■ DATA SHOWN ■
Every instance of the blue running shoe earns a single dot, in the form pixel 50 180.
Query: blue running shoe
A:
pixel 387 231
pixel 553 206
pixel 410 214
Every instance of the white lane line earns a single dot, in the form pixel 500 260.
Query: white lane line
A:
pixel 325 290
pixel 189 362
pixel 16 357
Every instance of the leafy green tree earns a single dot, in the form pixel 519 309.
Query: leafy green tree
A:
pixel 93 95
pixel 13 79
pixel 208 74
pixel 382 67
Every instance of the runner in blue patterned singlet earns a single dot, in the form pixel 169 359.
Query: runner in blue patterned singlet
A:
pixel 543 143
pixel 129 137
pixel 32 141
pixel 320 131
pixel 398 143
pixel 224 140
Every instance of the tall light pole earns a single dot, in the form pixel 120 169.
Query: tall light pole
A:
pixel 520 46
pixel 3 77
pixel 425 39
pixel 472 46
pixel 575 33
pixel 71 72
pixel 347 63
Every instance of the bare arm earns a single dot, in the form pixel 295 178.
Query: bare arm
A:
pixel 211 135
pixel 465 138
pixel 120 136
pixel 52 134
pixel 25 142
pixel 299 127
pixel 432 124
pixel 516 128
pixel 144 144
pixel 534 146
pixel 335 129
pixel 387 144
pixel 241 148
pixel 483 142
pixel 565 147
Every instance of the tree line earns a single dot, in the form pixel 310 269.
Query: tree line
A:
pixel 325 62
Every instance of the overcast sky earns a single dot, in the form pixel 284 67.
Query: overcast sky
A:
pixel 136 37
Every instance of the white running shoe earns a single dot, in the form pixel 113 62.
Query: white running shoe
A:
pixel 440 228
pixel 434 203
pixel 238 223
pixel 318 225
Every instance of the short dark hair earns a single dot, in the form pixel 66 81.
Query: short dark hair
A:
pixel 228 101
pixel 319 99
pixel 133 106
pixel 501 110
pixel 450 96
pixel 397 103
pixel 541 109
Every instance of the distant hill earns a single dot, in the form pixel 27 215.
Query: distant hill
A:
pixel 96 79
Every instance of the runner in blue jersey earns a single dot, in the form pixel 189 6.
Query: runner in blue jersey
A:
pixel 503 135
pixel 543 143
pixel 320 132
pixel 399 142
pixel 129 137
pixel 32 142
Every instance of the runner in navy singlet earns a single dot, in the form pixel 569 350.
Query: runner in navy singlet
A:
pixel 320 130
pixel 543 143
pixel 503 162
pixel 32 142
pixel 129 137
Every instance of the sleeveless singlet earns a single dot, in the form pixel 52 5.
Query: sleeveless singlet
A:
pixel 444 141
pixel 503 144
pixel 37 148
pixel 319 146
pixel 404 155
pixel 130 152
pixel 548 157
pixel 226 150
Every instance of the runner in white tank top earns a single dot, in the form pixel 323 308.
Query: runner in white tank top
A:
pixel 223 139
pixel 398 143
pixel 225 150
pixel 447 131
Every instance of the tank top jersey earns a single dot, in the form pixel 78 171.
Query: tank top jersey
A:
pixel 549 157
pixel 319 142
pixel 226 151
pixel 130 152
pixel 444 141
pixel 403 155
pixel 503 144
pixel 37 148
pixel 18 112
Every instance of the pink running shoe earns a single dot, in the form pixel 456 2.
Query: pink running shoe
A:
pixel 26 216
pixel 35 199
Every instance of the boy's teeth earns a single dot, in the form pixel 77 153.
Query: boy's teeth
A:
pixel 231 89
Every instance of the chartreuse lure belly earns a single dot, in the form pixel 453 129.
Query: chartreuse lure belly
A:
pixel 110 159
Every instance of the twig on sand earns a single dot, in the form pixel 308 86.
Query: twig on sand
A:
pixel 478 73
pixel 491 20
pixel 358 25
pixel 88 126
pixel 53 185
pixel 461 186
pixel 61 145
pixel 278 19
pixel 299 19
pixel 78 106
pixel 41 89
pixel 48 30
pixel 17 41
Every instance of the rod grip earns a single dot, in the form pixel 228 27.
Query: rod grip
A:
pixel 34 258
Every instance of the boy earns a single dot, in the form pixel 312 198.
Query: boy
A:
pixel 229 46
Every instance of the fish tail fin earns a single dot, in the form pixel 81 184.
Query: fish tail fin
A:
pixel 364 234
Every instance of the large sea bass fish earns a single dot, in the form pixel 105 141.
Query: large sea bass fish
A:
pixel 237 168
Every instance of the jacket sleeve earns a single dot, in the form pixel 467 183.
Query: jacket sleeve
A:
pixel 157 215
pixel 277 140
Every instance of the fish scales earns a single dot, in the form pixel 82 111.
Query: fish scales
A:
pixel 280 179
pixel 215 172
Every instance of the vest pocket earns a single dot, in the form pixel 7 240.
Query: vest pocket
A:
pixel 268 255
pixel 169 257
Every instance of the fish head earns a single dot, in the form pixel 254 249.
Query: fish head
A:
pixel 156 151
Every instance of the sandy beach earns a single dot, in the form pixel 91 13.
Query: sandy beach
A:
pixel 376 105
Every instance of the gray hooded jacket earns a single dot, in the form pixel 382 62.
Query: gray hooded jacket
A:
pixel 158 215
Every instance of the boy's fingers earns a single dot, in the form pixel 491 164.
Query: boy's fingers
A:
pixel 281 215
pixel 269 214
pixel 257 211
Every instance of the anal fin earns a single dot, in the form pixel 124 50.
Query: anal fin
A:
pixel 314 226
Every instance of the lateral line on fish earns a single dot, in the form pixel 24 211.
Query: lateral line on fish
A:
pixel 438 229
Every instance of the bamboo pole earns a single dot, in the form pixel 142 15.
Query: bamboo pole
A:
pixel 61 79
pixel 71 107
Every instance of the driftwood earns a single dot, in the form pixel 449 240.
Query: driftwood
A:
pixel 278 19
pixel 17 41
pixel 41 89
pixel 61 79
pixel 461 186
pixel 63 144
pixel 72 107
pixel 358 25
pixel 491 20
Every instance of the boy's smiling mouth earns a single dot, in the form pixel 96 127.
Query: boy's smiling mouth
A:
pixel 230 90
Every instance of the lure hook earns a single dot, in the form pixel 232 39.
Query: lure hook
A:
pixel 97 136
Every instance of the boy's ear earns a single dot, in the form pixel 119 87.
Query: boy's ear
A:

■ WORK REQUIRED ■
Format the data from the line with "Every instance of the short" up to and including the line with "pixel 447 131" as a two-column CSV with the header text,answer, and give each text its own row with its answer beside it. Put each value in a single quoted field and replace every line break with a space.

■ RESULT BELOW ■
text,answer
"Every instance of the short dark hair earns a single dot, in the form pixel 66 81. Query: short dark hair A:","pixel 228 101 pixel 319 99 pixel 133 106 pixel 501 110 pixel 450 96 pixel 397 103 pixel 541 109"
"Every instance of the distant hill earns a single dot, in the form pixel 27 215. Query: distant hill A:","pixel 96 79"
"Every instance of the runner in blue jersey earns a single dot, in the form pixel 189 6. Query: runner in blue jersey A:","pixel 503 135 pixel 543 143 pixel 320 132 pixel 399 142 pixel 129 137 pixel 32 142"
"Every instance of the runner in navy singlet earns a single dot, in the form pixel 569 350. Query: runner in navy singlet A:","pixel 320 130 pixel 543 143 pixel 503 162 pixel 32 142 pixel 129 137"
"Every instance of the sleeveless singlet earns a single dot, in the form pixel 52 5. Query: sleeveless singlet A:","pixel 444 141 pixel 503 144 pixel 37 148 pixel 319 146 pixel 404 155 pixel 130 152 pixel 548 157 pixel 226 150"
"Every instance of the runner in white tank top earns a single dot, in the form pixel 323 308. Query: runner in white tank top A:","pixel 223 139 pixel 398 143 pixel 225 150 pixel 447 131"